Begin Quoted text

The reason I say this is, not because I feel that I cannot meet performance requirements – far from it. Technically I have always produced good work and have often gone beyond what is required.
What I have found challenging with a manager with Asperger of course, is the associated issues that go with the territory and which have, I believe, been largely responsible for holding me back and realising my full potential: corporate politics, anxiety, inter-personal relationships etc.
In my experience of the corporate world, it is those with the political skills or ability to “play the game” that tend to succeed; or at least, you must have these attributes in addition to technical capability if you want to get on.
I was interested in the solution you advocate, i.e, “talk to someone”. Who you confide in however is far from straightforward. In the most problematic career situation that I have found myself in, my boss – who was and will always be my mentor – was unable to advise me in the sense that he was also unable to change things above him. His solution was not something that he could advocate and support.
In situations like this you need to navigate round the issue but, because of the issues that I have listed previously, i.e. corporate politics, a person with AS is far less capable of coping and steering themselves through the minefield.
Do you have any thoughts on Asperger-related strategies that are of use here?
BB: My comments about meeting performance expectations relate to the importance of understanding one’s strengths and limitations, and finding jobs that will emphasize the former. A good example is someone who lost a customer service position because she could not simultaneously listen to customers and type what they said into a computer.
I think it is essential to understand how Asperger’s Syndrome impacts one’s executive functions, sensory processing, and interpersonal communication. It is my experience that management roles are especially difficult for people with AS. The further one advances, the more important “soft skills,” such as interpersonal communication and dealing with office politics become. Management jobs are about the big picture: strategy, planning, evaluating results. Instead of doing tasks yourself, you oversee others who are executing the tasks. This requires the ability to motivate and influence, mange your workload and that of your staff members, solve problems, make decisions and lead.

End Quoted text
Begin Task input

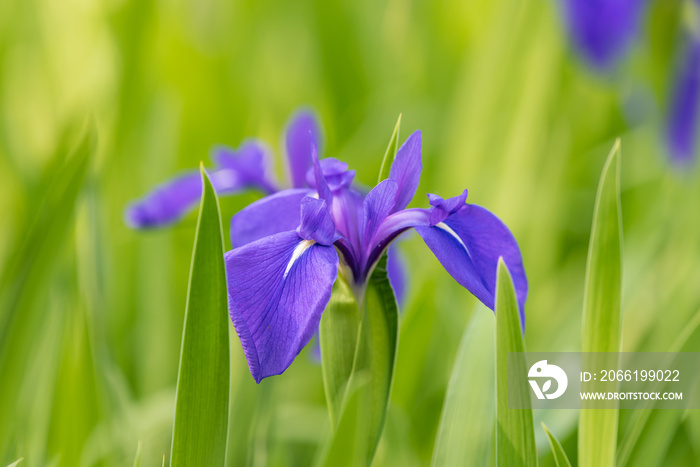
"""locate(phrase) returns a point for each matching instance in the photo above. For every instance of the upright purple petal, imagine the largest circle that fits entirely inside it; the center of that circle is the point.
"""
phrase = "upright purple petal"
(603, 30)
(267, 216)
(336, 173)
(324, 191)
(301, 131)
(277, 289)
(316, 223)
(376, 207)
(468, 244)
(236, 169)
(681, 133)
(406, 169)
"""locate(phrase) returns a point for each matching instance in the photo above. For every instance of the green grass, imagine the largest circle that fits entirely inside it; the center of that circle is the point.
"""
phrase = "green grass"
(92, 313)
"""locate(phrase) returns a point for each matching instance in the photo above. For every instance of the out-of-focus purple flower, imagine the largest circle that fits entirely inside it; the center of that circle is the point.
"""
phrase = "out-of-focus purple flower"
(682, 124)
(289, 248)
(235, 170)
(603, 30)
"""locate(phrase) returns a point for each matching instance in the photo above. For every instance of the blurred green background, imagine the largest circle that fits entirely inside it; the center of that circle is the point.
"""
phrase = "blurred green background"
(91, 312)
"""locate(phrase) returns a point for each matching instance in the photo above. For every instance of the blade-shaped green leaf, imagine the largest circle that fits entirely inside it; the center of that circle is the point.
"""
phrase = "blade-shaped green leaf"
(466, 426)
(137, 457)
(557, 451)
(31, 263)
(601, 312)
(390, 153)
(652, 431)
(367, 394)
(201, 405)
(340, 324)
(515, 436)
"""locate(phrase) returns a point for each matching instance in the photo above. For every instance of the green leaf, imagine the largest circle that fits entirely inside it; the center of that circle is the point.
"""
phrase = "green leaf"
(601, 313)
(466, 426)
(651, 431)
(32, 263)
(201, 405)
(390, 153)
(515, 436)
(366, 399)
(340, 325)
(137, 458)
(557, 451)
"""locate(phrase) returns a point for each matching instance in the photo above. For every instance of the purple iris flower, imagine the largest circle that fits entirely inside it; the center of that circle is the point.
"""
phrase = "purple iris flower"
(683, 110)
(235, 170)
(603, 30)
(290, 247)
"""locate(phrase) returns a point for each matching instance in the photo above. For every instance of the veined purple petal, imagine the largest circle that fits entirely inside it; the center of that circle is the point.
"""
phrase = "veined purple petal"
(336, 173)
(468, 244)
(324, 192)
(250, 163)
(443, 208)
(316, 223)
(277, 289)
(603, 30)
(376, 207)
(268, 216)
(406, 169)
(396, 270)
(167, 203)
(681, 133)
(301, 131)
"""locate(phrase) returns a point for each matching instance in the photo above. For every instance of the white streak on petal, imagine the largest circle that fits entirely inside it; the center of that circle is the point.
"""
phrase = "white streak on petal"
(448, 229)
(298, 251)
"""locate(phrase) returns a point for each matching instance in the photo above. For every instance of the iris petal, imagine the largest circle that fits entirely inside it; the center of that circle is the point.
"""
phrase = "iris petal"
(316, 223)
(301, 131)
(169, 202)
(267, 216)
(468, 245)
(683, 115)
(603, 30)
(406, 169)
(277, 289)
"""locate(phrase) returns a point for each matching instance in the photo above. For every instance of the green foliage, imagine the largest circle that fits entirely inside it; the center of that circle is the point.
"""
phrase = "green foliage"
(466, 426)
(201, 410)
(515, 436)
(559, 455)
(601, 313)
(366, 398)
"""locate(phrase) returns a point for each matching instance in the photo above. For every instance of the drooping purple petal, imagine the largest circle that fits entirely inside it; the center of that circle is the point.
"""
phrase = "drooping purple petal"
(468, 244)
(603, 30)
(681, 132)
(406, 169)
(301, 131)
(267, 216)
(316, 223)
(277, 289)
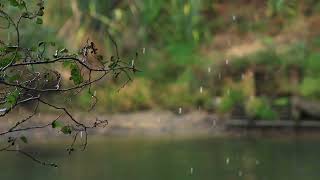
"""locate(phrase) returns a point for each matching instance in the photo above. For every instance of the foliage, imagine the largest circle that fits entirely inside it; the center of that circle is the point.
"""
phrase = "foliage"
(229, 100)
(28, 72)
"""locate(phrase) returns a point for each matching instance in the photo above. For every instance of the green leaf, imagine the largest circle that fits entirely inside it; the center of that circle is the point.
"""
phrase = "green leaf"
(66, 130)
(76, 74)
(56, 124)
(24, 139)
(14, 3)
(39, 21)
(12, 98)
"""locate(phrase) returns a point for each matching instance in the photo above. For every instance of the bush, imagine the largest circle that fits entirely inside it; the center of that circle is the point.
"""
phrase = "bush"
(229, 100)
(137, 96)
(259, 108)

End Task input
Begin Task input

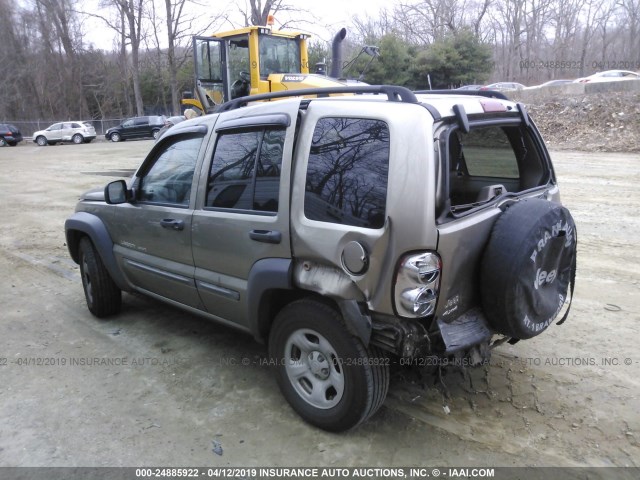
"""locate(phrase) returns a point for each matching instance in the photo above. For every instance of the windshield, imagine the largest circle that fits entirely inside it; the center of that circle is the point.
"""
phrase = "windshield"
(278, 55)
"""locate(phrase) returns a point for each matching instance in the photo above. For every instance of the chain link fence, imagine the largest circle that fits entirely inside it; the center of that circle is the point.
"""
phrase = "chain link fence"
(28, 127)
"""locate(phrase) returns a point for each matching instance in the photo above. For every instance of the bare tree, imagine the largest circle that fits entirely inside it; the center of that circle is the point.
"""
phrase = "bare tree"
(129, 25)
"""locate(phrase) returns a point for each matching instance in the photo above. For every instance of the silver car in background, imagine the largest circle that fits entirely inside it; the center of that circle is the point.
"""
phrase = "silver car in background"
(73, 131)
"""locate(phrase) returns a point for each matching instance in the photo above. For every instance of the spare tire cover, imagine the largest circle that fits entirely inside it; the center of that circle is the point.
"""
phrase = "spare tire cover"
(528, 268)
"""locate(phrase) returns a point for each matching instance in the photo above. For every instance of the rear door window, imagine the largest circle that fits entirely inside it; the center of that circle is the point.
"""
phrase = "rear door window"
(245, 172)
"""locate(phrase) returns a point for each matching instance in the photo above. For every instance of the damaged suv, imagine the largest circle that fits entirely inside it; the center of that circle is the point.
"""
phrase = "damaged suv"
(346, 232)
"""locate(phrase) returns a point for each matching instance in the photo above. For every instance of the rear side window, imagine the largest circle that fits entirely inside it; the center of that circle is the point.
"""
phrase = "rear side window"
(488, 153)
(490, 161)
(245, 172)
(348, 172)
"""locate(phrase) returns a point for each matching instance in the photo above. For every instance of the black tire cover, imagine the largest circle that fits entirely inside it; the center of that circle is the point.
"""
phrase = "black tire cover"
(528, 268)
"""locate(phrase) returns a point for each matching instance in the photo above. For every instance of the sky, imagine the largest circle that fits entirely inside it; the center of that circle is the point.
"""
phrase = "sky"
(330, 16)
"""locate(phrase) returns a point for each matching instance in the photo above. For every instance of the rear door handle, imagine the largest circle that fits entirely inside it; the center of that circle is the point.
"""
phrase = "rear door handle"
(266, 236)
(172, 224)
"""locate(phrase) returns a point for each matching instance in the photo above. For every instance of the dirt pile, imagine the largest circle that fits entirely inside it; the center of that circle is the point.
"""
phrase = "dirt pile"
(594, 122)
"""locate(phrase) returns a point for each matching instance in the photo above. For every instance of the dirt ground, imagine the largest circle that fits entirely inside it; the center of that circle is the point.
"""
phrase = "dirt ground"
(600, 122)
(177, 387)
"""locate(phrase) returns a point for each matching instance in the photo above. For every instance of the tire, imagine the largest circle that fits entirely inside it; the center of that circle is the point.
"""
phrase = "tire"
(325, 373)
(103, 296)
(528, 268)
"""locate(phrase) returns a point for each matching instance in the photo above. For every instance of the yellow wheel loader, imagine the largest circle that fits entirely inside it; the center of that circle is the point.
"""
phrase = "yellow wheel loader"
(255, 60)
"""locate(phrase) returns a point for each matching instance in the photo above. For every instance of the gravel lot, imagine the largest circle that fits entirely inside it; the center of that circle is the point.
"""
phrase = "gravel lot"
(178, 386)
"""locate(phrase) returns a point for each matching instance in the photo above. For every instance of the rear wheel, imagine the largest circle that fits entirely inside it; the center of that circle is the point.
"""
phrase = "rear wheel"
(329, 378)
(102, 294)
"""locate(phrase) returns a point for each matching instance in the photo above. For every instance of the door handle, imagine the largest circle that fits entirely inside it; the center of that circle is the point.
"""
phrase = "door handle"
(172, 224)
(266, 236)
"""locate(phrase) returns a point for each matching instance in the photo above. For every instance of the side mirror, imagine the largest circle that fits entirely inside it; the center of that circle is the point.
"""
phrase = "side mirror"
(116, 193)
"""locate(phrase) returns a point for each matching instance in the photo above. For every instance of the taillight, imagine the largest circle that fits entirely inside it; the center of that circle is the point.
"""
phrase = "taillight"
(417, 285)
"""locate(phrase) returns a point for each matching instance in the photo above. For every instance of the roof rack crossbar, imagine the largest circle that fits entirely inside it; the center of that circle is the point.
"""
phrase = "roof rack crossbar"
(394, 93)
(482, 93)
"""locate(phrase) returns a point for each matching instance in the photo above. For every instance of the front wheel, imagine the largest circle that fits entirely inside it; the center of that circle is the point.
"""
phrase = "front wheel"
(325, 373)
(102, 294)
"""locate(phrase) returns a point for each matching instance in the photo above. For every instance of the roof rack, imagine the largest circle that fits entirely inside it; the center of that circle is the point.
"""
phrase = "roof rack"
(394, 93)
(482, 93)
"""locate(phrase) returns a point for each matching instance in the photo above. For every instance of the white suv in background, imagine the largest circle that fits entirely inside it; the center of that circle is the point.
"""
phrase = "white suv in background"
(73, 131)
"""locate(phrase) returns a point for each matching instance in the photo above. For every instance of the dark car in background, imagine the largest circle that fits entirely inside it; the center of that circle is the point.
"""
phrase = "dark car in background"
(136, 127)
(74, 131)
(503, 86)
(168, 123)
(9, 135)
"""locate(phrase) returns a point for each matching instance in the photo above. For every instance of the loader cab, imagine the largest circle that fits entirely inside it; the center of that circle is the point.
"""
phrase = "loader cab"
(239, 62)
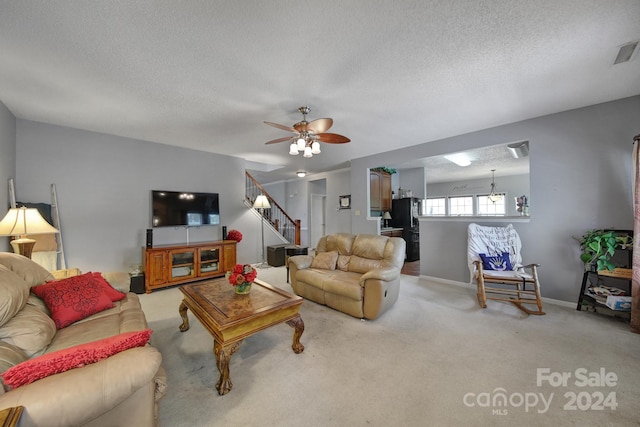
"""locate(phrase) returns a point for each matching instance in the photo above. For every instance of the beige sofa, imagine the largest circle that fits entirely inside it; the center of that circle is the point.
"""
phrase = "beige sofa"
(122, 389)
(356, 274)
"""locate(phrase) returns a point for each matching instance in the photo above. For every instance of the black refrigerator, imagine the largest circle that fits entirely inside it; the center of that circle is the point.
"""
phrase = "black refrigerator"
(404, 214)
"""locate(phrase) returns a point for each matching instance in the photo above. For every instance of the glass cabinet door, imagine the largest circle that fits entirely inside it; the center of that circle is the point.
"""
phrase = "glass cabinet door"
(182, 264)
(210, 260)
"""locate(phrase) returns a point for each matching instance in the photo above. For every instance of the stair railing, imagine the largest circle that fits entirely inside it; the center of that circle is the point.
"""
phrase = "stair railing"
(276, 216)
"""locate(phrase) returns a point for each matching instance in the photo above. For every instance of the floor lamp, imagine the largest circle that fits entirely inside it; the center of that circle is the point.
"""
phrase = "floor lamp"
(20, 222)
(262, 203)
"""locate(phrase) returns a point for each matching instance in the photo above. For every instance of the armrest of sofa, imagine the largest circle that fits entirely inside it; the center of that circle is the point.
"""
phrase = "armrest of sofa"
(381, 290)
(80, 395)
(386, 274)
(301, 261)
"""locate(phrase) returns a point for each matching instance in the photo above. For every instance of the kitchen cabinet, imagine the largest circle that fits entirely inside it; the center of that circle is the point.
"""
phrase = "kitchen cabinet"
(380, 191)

End Task input

■ **Parts of the exercise**
1/ Return every row that contains the word "refrigerator", matching case exactly.
2/ Extend the interview about Asperger's Syndrome in the workplace, picking up right after its final sentence.

■ **Answers to the tasks**
1/
"""locate(phrase) returns a point for each matching instance in the photo above. For every instance of the black refrigerator, imagine the largest circle that fits entirely inside it; the center of that circle is the point.
phrase = "black refrigerator"

2/
Someone with Asperger’s Syndrome must look at whether he or she has the interpersonal and organizational abilities to cope. I know of several people who did well in jobs that utilized their technical expertise, but could not handle management roles.
Those who do want to pursue management should pay close attention to company culture. Some organizations are much more competitive and political than others. Networking with other professionals in your industry is a good way to learn about the culture of various firms.
Be honest with yourself about how much interaction you want to have with other people. Even if you do not have direct reports, managers have to interact with people in other departments of the organization. These colleagues may have personality styles and agendas that are very different than yours. Managers are expected to have “open door” policies. That is, to be available to speak with others during the workday. Anyone who would find these interruptions irritating or distracting – or uncomfortable – should not pursue a management job.
MJ: Additional Topics
I would like to now move on to some other issues that you haven’t discussed but which are, I believe, related to the topics that you discuss in your Newsletter.
Firstly, mental tiredness/exhaustion. My capacity to work on complex data and under pressurised situations and timescales is more limited. When I am fresh and not under pressure, I can work very effectively and produce work of a very high standard.
The key problem that I have is that my mental “engine” and associated energy are limited and also that problems occur when the opposite conditions prevail, i.e. when I am not fresh mentally or under pressure. These problems are often unavoidable in more responsible, senior managerial positions.
Do you have any thoughts here?
BB: You are exactly right that senior managerial jobs come with more pressure – to manage time and get results. Many of my clients who hold management positions say that they are so exhausted at the end of the day, all want to do is go home. For some, working more slowly and methodically means overtime hours.
It may be possible to schedule certain tasks for times when you are rested and relaxed. Complex assignments are best handled when one is mentally alert. Taking short breaks, especially if you can get outside for a few minutes, can be restorative. Physical exercise before or after work not only relieves stress, but improves sleep.
See if you can delegate tasks that are especially draining.
MJ: Space Management
I am not good at it! I am sure that quite a few of the difficulties that I face with time management stem from my weaker organisational and administrative skills.
A few months ago I cleared my desk and put papers and information into neat files under associated headings. Basically, I got my workspace under control.
The problem was, as I started to try and satisfy timescales and towards deadlines, the orderly management of my information started to slip, even though I knew I should focus at the time on maintaining it.
I am also finding a difficulty in relation to digital folders on my PC where I store things. Needless to say, storing things digitally on a PC is a great way to organise things, but I am not sure that I am going about it in an inefficient way.
I tend to inefficiently allocate material to inappropriate or limited files initially by not thinking ahead as to how the topic in question breaks down and is subsequently extended, i.e. different presentations for different subject matter.
I suspect that this may be down to the way my mind thinks and categorises products and is, therefore, related to my Asperger way of thinking.
Do you feel that this may be correct?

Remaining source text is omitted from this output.